▶ _AVAILABLE DATA_
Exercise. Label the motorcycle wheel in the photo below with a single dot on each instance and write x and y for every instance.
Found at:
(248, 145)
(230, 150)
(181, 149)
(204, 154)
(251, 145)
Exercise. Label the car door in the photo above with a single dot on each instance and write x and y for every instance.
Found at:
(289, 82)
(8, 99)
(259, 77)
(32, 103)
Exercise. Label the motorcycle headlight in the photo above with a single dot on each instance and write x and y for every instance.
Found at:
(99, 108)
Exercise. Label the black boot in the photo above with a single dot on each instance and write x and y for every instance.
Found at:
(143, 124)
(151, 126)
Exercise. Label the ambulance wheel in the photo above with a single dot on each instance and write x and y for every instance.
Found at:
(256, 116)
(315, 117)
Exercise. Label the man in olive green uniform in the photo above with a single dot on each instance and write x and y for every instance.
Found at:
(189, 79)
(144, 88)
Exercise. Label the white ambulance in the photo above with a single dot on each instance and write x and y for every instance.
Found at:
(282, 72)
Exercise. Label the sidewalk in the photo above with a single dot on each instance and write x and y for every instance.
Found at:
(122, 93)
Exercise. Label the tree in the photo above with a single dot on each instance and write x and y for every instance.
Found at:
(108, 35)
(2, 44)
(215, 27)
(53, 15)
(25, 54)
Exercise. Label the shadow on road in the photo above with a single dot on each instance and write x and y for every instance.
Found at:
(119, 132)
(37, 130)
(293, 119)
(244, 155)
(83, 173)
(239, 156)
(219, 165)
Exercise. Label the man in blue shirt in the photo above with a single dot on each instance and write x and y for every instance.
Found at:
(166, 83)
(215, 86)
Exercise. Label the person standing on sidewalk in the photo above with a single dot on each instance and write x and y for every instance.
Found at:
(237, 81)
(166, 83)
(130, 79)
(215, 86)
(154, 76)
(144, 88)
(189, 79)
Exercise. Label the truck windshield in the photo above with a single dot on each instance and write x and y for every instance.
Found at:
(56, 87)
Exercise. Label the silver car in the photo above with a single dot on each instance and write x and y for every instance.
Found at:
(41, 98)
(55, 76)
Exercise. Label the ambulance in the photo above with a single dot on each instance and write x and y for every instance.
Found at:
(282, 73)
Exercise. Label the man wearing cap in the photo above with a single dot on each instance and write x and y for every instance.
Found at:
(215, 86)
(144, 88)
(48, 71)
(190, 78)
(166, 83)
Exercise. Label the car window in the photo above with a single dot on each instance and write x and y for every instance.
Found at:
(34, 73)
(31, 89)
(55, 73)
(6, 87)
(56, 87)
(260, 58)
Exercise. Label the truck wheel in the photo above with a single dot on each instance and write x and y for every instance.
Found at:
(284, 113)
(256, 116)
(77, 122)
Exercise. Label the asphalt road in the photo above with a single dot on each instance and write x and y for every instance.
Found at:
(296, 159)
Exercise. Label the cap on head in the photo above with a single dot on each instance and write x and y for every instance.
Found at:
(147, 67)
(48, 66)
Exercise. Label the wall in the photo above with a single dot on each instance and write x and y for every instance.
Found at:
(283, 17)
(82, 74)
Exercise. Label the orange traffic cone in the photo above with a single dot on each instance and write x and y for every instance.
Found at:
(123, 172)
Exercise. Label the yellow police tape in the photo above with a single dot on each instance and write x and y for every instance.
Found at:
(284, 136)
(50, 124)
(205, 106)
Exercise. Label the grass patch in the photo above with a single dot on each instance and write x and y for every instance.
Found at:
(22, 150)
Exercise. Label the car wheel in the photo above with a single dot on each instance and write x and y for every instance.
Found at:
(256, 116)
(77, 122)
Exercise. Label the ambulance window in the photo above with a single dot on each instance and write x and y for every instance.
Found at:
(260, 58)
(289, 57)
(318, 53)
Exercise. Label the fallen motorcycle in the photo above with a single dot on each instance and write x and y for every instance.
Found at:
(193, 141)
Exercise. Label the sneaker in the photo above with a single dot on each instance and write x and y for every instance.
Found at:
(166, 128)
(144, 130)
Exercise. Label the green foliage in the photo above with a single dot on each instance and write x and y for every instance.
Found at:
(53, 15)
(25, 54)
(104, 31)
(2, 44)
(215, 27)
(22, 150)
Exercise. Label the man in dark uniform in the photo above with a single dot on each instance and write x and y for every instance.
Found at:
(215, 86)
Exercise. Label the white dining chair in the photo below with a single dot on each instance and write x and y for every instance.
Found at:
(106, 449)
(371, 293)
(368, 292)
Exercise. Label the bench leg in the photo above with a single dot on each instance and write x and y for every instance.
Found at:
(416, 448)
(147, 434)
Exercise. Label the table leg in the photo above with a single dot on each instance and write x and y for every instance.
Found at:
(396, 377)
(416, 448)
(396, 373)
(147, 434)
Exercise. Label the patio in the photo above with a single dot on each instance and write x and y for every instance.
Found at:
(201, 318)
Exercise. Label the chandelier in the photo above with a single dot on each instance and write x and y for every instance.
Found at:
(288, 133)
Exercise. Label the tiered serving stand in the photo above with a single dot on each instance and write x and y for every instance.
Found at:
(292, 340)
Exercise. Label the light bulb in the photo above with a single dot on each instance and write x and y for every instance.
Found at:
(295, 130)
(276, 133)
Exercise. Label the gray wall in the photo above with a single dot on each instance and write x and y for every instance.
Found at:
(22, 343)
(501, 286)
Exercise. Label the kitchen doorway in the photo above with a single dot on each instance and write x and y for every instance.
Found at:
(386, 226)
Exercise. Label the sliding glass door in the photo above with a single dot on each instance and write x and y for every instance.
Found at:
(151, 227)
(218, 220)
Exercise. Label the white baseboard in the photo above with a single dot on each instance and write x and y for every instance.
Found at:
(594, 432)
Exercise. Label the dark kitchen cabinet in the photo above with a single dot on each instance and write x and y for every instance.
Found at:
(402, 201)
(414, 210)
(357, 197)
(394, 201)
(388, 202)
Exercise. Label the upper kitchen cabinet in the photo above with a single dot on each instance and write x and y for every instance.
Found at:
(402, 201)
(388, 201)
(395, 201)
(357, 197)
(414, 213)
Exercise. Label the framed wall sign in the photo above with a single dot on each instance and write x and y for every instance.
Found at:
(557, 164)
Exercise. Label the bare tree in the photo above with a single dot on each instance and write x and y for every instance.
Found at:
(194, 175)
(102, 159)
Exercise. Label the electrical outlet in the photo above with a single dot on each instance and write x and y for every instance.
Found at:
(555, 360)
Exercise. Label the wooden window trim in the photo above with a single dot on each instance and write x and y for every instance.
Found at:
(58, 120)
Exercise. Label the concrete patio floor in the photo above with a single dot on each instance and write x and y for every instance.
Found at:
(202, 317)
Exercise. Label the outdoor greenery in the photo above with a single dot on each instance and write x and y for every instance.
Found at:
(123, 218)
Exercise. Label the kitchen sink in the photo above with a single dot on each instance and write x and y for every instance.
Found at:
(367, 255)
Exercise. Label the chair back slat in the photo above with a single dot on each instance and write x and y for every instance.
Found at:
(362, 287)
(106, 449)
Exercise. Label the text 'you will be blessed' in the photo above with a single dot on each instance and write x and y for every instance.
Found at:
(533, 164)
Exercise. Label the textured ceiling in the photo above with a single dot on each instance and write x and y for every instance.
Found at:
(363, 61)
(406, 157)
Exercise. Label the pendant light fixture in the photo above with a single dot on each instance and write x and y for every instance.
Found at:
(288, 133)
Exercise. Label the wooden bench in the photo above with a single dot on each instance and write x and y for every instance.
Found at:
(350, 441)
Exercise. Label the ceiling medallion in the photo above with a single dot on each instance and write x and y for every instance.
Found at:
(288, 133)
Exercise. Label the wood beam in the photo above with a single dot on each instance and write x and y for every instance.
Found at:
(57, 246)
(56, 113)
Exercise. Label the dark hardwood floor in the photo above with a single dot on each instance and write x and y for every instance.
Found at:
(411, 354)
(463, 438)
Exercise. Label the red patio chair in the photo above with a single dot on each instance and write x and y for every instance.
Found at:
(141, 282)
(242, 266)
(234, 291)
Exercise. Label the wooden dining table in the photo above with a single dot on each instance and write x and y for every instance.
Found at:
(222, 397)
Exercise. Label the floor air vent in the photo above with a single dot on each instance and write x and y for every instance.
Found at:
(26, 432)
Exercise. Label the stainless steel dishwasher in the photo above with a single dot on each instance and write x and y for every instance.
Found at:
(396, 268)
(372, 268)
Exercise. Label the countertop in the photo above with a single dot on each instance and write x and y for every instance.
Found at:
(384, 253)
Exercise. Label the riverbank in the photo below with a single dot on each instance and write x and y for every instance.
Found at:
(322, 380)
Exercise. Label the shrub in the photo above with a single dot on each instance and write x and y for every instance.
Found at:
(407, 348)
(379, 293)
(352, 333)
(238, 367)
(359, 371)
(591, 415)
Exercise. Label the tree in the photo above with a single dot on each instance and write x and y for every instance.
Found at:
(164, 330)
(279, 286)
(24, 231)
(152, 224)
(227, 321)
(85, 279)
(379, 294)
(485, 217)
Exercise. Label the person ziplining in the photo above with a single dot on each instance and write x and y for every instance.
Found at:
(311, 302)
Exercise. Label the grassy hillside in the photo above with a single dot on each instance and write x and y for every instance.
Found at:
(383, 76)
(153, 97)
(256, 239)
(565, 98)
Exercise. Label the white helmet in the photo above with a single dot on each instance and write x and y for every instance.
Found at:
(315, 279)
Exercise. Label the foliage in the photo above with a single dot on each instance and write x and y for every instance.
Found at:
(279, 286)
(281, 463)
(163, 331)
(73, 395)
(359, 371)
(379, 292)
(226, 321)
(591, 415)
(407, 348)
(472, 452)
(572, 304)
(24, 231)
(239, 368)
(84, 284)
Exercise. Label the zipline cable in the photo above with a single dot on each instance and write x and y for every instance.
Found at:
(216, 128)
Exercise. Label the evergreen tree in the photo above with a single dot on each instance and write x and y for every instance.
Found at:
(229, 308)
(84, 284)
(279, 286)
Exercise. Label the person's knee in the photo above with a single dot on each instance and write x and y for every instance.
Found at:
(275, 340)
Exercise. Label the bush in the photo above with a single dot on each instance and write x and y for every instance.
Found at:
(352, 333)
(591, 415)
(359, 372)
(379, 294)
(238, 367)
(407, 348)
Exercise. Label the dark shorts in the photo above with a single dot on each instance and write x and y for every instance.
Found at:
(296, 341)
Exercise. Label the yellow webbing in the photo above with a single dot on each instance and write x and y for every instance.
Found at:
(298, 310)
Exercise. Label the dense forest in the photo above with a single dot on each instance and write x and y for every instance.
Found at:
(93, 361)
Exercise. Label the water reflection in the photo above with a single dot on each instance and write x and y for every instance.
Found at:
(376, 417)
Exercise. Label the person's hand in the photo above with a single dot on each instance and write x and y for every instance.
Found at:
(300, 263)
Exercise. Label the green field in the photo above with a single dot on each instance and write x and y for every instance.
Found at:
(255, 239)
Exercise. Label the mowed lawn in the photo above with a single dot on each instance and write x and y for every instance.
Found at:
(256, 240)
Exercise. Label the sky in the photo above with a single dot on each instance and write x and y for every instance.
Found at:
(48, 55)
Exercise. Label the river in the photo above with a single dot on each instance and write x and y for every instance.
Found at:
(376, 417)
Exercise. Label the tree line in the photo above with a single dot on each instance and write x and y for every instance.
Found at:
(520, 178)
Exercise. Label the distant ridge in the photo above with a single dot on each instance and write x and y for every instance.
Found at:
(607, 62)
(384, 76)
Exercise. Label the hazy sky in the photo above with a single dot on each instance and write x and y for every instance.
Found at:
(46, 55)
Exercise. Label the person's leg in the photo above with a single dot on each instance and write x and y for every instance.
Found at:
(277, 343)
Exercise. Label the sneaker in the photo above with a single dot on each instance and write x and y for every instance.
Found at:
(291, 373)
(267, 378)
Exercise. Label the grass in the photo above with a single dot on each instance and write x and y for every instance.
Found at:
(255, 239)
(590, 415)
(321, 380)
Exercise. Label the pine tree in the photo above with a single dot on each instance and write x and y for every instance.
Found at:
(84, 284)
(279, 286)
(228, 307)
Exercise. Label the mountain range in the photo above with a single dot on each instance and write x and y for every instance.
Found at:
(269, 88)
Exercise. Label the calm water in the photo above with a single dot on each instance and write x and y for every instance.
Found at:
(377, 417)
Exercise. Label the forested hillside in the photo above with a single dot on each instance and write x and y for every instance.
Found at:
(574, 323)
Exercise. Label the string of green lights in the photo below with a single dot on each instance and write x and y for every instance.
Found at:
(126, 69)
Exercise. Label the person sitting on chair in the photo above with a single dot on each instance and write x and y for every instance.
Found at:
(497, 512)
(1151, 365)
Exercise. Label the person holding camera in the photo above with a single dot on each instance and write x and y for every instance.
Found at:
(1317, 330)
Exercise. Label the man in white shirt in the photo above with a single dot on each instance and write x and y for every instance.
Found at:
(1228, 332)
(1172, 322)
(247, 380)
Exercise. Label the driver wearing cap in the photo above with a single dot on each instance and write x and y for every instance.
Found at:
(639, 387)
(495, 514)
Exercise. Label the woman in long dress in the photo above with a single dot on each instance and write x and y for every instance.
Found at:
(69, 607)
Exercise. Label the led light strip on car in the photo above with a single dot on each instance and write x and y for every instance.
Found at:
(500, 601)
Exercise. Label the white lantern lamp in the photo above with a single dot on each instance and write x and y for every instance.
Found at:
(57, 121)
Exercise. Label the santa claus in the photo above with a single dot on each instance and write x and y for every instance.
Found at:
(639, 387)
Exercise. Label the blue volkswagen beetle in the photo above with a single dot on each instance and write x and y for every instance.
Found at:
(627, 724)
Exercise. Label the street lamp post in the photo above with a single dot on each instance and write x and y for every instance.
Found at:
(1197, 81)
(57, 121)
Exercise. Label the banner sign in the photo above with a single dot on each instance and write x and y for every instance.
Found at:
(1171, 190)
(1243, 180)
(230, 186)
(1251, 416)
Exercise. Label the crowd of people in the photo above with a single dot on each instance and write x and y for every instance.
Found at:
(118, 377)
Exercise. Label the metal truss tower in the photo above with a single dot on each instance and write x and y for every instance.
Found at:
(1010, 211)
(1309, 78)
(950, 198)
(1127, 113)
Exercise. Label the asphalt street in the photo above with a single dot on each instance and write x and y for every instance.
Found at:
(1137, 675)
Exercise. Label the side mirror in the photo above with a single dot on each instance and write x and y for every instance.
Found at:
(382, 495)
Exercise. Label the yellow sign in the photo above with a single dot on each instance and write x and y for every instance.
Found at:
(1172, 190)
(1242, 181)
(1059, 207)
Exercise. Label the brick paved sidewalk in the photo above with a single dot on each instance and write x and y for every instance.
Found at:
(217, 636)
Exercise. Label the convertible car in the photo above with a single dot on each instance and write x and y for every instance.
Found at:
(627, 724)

▶ _EXERCISE DESCRIPTION_
Produce the lines from the top of the listing through the "Exercise. Label the car door" line exactly as they appear, with no additional output.

▶ _TASK SOLUTION_
Exercise. Label the motorcycle wheel in the photo below with a single dot on each instance and write x and y for every instance.
Found at:
(248, 145)
(230, 150)
(181, 149)
(204, 154)
(251, 145)
Exercise. Label the car door in the photo above with a single dot on each instance and write x and y for every instance.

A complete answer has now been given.